Problem set:
1 > Reproduce the passage of the hot work text that runs from "Hot work is" to "cold work processes.".
2 > Format the records as a numbered list, from their first line through the line containing "271), (79, 265)]", leaving out any blank lines.

Text shown:

----

Hot work is a process that can be a source of ignition when flammable material is present or can be a fire hazard regardless of the presence of flammable material in the workplace. Common hot work processes involve welding, soldering, cutting, brazing burning and the use of powder-actuated tools or similar fire producing operations outside of designated hot work areas. When flammable materials are not present, industrial processes such as grinding and drilling become cold work processes.

In some countries, such as the UK and Canada, a hot work permit is required for hot work. The purpose of a hot work permit is to effect "the employer's written authorization to perform hot working operations". The UK's Health and Safety Executive suggests that a hot work permit should specify:
what work will be done;
how and when it is to be done;
what safety and health precautions are needed;
who is responsible for checking it is safe for the work to start;
who will check that the work is done safely;
who is responsible for confirming that work is complete and there is no longer a risk from, or to, the people doing the work.

----

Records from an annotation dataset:
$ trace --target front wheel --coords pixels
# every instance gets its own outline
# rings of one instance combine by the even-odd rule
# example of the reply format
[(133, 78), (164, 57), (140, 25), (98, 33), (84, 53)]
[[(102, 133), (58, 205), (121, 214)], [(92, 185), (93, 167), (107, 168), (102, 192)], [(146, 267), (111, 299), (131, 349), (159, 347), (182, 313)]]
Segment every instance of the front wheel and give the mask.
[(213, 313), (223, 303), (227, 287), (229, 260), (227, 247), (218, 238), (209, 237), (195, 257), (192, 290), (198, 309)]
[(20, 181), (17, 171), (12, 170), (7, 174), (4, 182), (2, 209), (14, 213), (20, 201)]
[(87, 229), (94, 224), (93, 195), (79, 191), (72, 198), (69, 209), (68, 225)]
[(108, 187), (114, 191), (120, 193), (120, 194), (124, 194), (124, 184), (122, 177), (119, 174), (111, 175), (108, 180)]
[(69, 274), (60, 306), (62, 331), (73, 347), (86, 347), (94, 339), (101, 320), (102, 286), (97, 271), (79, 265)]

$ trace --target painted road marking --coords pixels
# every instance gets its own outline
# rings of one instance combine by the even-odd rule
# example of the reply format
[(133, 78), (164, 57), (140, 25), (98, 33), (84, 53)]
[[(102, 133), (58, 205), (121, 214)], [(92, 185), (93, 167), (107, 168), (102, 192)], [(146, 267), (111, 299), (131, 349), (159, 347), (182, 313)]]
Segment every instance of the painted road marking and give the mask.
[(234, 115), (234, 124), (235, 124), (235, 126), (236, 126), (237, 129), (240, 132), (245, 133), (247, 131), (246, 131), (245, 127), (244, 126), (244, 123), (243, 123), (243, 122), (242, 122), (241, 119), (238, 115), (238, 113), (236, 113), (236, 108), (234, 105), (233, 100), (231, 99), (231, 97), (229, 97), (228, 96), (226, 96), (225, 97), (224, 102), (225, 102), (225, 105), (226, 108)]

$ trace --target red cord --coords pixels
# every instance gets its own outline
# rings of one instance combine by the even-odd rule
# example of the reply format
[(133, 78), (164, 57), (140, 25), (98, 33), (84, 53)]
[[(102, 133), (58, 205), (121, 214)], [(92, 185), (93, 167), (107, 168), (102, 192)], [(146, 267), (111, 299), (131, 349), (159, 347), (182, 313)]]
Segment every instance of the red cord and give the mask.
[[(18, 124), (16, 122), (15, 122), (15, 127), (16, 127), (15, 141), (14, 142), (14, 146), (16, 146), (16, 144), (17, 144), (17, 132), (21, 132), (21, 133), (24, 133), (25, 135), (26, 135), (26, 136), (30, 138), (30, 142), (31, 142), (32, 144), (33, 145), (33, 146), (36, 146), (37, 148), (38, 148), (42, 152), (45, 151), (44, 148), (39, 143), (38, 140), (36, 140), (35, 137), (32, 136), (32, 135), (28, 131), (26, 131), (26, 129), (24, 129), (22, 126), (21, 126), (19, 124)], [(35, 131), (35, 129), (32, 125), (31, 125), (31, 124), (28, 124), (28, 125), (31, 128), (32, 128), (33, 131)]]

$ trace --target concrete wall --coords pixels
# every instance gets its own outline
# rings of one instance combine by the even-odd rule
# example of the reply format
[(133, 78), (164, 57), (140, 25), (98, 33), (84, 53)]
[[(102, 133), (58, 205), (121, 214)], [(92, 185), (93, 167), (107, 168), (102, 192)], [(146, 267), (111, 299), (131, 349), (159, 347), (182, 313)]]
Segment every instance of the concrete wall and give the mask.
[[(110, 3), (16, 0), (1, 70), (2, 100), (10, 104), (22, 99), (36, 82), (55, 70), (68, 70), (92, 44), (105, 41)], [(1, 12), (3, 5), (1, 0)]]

----

Per-task outputs:
1 >
Hot work is a process that can be a source of ignition when flammable material is present or can be a fire hazard regardless of the presence of flammable material in the workplace. Common hot work processes involve welding, soldering, cutting, brazing burning and the use of powder-actuated tools or similar fire producing operations outside of designated hot work areas. When flammable materials are not present, industrial processes such as grinding and drilling become cold work processes.

2 >
1. $ trace --target front wheel --coords pixels
2. # every instance gets its own outline
3. # rings of one instance combine by the even-odd rule
4. # example of the reply format
5. [(133, 78), (164, 57), (140, 25), (98, 33), (84, 53)]
6. [[(102, 133), (58, 205), (121, 214)], [(92, 185), (93, 167), (107, 168), (102, 192)], [(146, 267), (111, 299), (131, 349), (159, 347), (182, 313)]]
7. Segment every instance of the front wheel and give the mask.
8. [(213, 313), (223, 303), (227, 287), (229, 260), (227, 247), (218, 238), (209, 237), (195, 257), (192, 290), (198, 309)]
9. [(20, 181), (17, 171), (12, 170), (7, 174), (4, 182), (2, 209), (14, 213), (20, 201)]
10. [(87, 229), (94, 224), (93, 195), (79, 191), (72, 198), (69, 209), (68, 225)]
11. [(108, 187), (114, 191), (120, 193), (120, 194), (124, 194), (124, 184), (122, 177), (119, 174), (111, 175), (108, 180)]
12. [(69, 274), (60, 306), (62, 331), (73, 347), (86, 347), (94, 339), (101, 320), (102, 286), (97, 271), (79, 265)]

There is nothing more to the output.